**Activity:** If an entry holds a picture, leave that picture out and reproduce everything else exactly.

**Study material:**
═══

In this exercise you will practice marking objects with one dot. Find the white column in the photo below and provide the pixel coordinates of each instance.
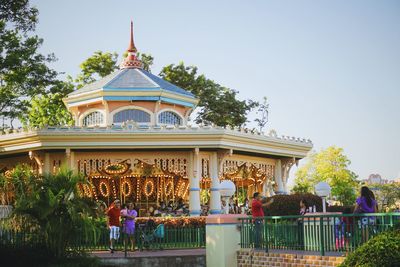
(46, 167)
(194, 173)
(215, 201)
(278, 177)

═══

**Reply:**
In this exercise you will practice marking objects with one dot. Find the white column in the photo below and provide the pixel coordinates of each instance.
(46, 167)
(194, 173)
(215, 201)
(278, 177)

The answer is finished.